### THE DATA ###

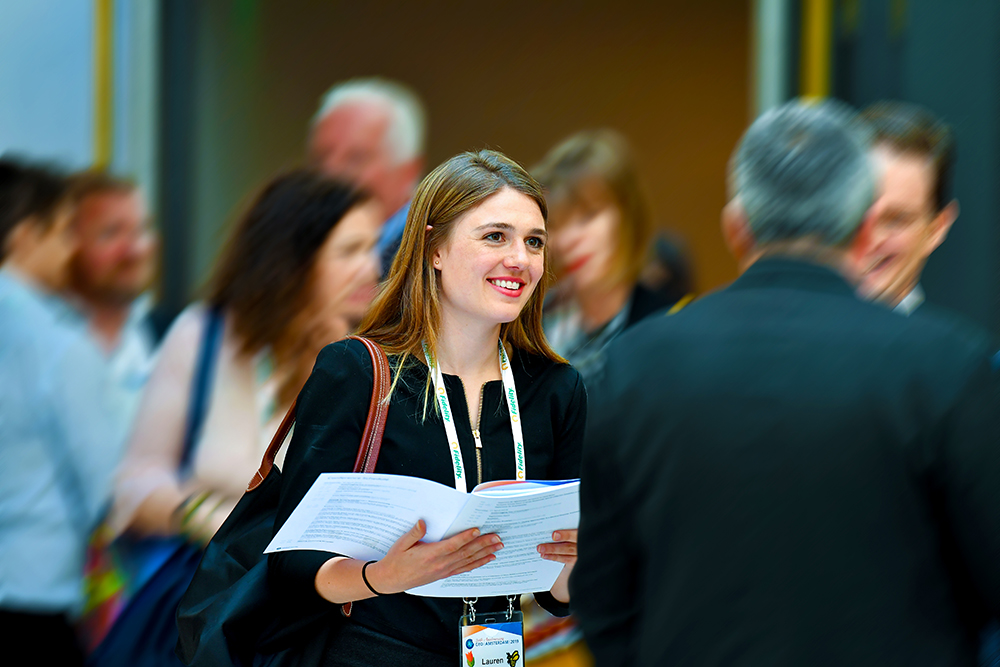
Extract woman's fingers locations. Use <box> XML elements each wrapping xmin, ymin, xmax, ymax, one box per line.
<box><xmin>455</xmin><ymin>533</ymin><xmax>503</xmax><ymax>563</ymax></box>
<box><xmin>392</xmin><ymin>519</ymin><xmax>427</xmax><ymax>551</ymax></box>
<box><xmin>447</xmin><ymin>554</ymin><xmax>497</xmax><ymax>577</ymax></box>
<box><xmin>538</xmin><ymin>530</ymin><xmax>577</xmax><ymax>563</ymax></box>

###

■ **DESCRIPTION OF THE TASK**:
Rewrite these lines with "fingers" changed to "hands" and everything else kept the same. Leave out the picture.

■ **RESPONSE BELOW**:
Extract woman's hands locations. Use <box> XML elements each wrapping xmin, ymin, xmax, ymax, one box per line.
<box><xmin>455</xmin><ymin>533</ymin><xmax>503</xmax><ymax>563</ymax></box>
<box><xmin>392</xmin><ymin>519</ymin><xmax>427</xmax><ymax>551</ymax></box>
<box><xmin>447</xmin><ymin>554</ymin><xmax>497</xmax><ymax>577</ymax></box>
<box><xmin>538</xmin><ymin>530</ymin><xmax>577</xmax><ymax>563</ymax></box>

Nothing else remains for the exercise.